A Beckman Coulter DU® 640 UV-VIS Spectrophotometer (California, USA), with 1.0 cm quartz cells, adjusted to 360 nm for nimodipine and 238 nm for spironolactone, was used to record the samples. Other experiments, such as linearity, precision, recovery and absence of interference, were also conducted in order to achieve analytical validation (data not shown).
The dissolution profiles were compared through a model-independent method: dissolution efficiency (DE). The DE was calculated from the area under the dissolution curve versus time, calculated by means of the trapezoidal rule and expressed as a percentage of the rectangular area described by 100% dissolution in the same time. The results of DE were compared by means of ANOVA (analysis of variance) and were evaluated by interaction plot, using Minitab® 15 statistical software to analyze the relationship between the DE values of the physical mixture and granules, and the concentration of sodium dodecyl sulfate, as well as the presence or absence of croscarmellose sodium.
RESULTS AND DISCUSSION
According to Figure 1A, nimodipine tablets obtained from physical mixtures (PM1, PM2, PM3 and PM4) did not present adequate dissolution profiles for immediate-release tablets. Drug release from formulations PM1, PM2 and PM3 was less than 40.0% within 60 minutes, while formulation PM4 released more than 80.0% of the drug over the same timeframe, probably as a result of the addition of 2.0% sodium dodecyl sulfate, which increased powder wettability (Vogt et al. 2008b).
The addition of a disintegrant to some formulations (PM5, PM6, PM7 and PM8), Figure 1B, led to an increase in the percentage of nimodipine dissolved, more than 85.0% within 60 minutes. But the dissolution profiles show that drug release from tablets obtained from physical mixtures containing the disintegrant are no faster than from tablets obtained from granules obtained by spraying the dispersed drug in the fluid bed equipment (Fig. 1B and Fig. 1D).

- [The data]:
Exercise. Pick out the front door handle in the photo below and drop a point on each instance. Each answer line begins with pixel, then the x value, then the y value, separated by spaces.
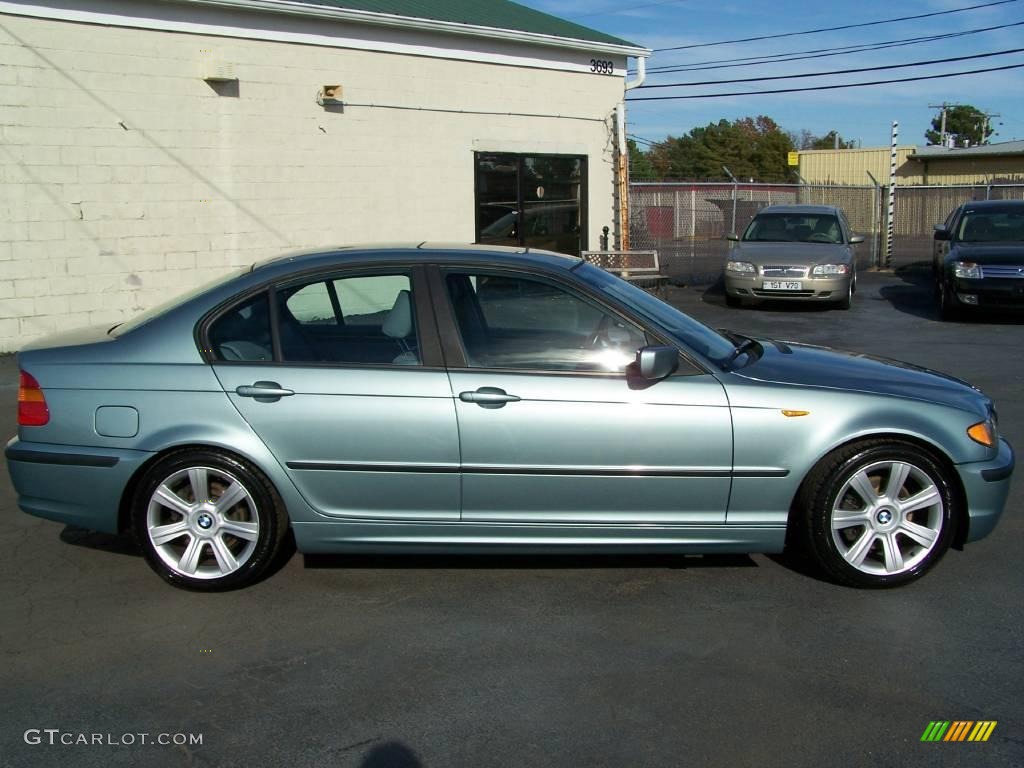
pixel 263 391
pixel 488 397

- [Explore the material]:
**a)** Repeat the passage on nimodipine tablet dissolution word for word, from "The addition of a" to "and Fig. 1D).".
**b)** In the passage on nimodipine tablet dissolution, what wavelength was the spectrophotometer set to for spironolactone?

- [Answers provided]:
**a)**
The addition of a disintegrant to some formulations (PM5, PM6, PM7 and PM8), Figure 1B, led to an increase in the percentage of nimodipine dissolved, more than 85.0% within 60 minutes. But the dissolution profiles show that drug release from tablets obtained from physical mixtures containing the disintegrant are no faster than from tablets obtained from granules obtained by spraying the dispersed drug in the fluid bed equipment (Fig. 1B and Fig. 1D).

**b)** 238 nm